In Europe, our facilities are located in close proximity to the Scandinavia market, we believe permanent closures of high cost smelters in Europe will favor the Scandinavian smelters that have access to lower energy cost. We believe that production in Australia, where we have significant market share, will remain largely intact.

As noted in our last call, lower production in China and even Russia will not impact those directly, since we do not sell significant volumes into these markets. The one area where production is increasing is in the Middle East where more efficient, new smelters have come online in 2008 and 2009. We’re well positioned with our production facilities in China, serve a large part of this market, as evidenced by our recent announcement of a long-term supply contract for the EMAL project in Abu Dhabi.

As a side note, we did complete expansion of our majority-owned venture in China in December of last year, increasing our capacity from 150,000 tons to 200,000 tons, and have also completed our recently commissioned new 300,000 ton plant in China that is 30% owned by us. We feel that these capacity expansions uniquely put us in a strong position to compete for the pitch contracts where these new smelters in the Middle East as they near completion.

Unfortunately, it’s still difficult to tell you exactly where 2009 aluminium production levels will end up. However, I can assure you that we will manage our planned capacities, raw materials and production costs to optimize our results. We still believe in the longer-term growth of global rubber production and believe that we will emerge in a strong position to capitalize on this growth.

Although we still see 2009 as a challenge, we believe our management team has the experience to manage through this accretive correction. Additionally, the strength of our balance sheet has put us in a strong position not only to get through this period, but to use this turmoil as a possible catalyst for further consolidation in our core markets.

You may ask me what am I looking for as lead indicators for a rebound in our Carbon Materials & Chemicals business. I think initially, I am looking for increased steel production to provide relief on raw material availability, first. And second, I am also watching the aluminum inventories and prices to see a trend towards increased production. Unfortunately, I am still waiting for both of these.

In our last call, we said we hoped we will be in a position to give you guidance after the first quarter results were in. However, given the continuing volatility in some of our key end markets, coupled with the seasonal demand patterns for some of our core products, we do not believe it is prudent for us to provide 2009 guidance at this particular time.

While we hope that the second quarter results will put us in a better position to provide 2009 guidance, the ability to provide guidance would be dependent on the level of clarity in our key end markets. In the meantime, we will continue to focus on optimizing profits and prudently managing our cash flows.

To conclude, although today there is continuing volatility in most of our end markets, we remain very positive about the long-term strength of our primary end markets, aluminum and railroads. We see positive impacts in 2009 from our railroad business and the new distillation capacity in China, there is always the flexibility afforded to us by the strength of our balance sheet.

★ ★ ★ ★

*WHAT YOU WILL DO:*
• a. In the call transcript, what capacity did the majority-owned venture in China reach after its expansion?
• b. Write out the part of the call transcript starting at "In our last call, we" and ending at "our cash flows.".
The entries that follow have no connection to the call transcript.

*INFORMATION GIVEN:*
★ ★ ★ ★

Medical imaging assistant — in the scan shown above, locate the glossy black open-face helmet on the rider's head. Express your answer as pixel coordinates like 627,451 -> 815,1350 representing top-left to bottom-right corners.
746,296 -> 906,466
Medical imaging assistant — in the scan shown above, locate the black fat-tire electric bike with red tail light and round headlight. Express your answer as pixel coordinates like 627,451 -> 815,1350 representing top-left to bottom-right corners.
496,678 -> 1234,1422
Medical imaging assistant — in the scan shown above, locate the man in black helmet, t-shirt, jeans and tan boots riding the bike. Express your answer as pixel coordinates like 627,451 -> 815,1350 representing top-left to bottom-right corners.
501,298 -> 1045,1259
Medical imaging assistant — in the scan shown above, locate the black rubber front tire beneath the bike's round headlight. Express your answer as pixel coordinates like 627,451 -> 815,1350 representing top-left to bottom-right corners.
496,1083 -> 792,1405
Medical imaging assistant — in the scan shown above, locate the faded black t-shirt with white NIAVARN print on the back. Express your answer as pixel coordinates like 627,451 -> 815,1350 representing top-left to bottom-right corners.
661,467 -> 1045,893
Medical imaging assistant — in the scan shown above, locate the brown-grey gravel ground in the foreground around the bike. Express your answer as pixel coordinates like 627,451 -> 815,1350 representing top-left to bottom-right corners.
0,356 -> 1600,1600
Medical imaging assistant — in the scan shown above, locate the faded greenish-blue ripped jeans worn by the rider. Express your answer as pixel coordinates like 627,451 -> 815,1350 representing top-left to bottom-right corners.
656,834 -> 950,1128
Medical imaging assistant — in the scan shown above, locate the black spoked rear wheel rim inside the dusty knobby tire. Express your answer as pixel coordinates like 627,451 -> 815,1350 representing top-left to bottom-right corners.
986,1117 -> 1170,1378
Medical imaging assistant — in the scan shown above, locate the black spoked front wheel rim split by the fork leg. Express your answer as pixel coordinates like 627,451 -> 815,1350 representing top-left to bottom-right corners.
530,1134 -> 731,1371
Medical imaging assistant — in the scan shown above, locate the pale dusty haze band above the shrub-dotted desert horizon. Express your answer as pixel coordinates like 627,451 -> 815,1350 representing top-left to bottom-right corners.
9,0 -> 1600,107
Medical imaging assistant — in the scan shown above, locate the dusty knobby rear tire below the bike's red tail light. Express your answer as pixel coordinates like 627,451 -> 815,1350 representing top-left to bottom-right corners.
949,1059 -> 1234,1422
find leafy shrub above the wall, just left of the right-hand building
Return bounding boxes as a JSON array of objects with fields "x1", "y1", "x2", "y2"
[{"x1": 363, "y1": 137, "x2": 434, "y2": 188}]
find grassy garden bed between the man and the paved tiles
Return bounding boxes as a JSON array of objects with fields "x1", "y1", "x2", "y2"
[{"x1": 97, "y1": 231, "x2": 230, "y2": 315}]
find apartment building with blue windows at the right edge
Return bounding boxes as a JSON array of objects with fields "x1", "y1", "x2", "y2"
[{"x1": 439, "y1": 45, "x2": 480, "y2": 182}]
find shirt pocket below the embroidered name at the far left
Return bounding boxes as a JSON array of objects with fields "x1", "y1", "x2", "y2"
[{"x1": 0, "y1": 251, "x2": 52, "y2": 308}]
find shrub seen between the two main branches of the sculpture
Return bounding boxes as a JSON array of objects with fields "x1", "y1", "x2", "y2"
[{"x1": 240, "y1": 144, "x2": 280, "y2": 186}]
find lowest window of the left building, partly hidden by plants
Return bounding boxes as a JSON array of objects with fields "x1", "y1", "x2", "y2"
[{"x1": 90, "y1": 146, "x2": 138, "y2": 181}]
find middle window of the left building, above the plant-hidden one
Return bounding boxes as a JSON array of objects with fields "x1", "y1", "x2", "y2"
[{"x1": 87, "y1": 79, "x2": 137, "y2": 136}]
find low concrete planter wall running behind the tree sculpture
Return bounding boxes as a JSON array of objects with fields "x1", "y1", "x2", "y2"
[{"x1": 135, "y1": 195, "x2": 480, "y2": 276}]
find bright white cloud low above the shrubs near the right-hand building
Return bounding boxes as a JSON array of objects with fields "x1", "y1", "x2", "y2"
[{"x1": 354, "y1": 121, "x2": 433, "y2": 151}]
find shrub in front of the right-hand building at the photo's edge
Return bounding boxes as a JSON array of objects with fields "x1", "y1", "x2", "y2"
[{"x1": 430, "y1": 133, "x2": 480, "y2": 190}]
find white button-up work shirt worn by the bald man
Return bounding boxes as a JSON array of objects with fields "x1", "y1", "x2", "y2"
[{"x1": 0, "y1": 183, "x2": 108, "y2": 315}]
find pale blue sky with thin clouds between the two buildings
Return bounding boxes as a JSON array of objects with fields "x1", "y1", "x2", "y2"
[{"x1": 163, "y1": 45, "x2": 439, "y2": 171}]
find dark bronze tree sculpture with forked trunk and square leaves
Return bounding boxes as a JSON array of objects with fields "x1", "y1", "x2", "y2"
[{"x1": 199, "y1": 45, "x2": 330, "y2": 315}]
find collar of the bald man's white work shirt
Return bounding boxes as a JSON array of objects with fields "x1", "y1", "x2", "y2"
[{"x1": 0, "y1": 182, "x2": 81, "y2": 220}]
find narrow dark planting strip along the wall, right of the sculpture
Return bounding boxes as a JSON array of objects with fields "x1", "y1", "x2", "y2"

★ ★ ★ ★

*SOLUTION SET:*
• a. 200,000 tons, up from 150,000 tons.

• b.
In our last call, we said we hoped we will be in a position to give you guidance after the first quarter results were in. However, given the continuing volatility in some of our key end markets, coupled with the seasonal demand patterns for some of our core products, we do not believe it is prudent for us to provide 2009 guidance at this particular time.

While we hope that the second quarter results will put us in a better position to provide 2009 guidance, the ability to provide guidance would be dependent on the level of clarity in our key end markets. In the meantime, we will continue to focus on optimizing profits and prudently managing our cash flows.